THE PROBLEM =
Copy the lines below exactly as they appear.

MATERIAL FOR THE TASK =
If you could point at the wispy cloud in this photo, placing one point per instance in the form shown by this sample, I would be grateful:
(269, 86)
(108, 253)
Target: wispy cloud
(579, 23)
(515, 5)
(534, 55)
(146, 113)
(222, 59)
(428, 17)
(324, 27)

COMPLETE RESPONSE =
If you could point at the wispy cloud in this photo, placing one point per instance in the form shown by this sample, I would be grateful:
(269, 86)
(108, 253)
Target: wispy cloud
(579, 23)
(515, 5)
(534, 55)
(146, 113)
(222, 59)
(428, 17)
(324, 27)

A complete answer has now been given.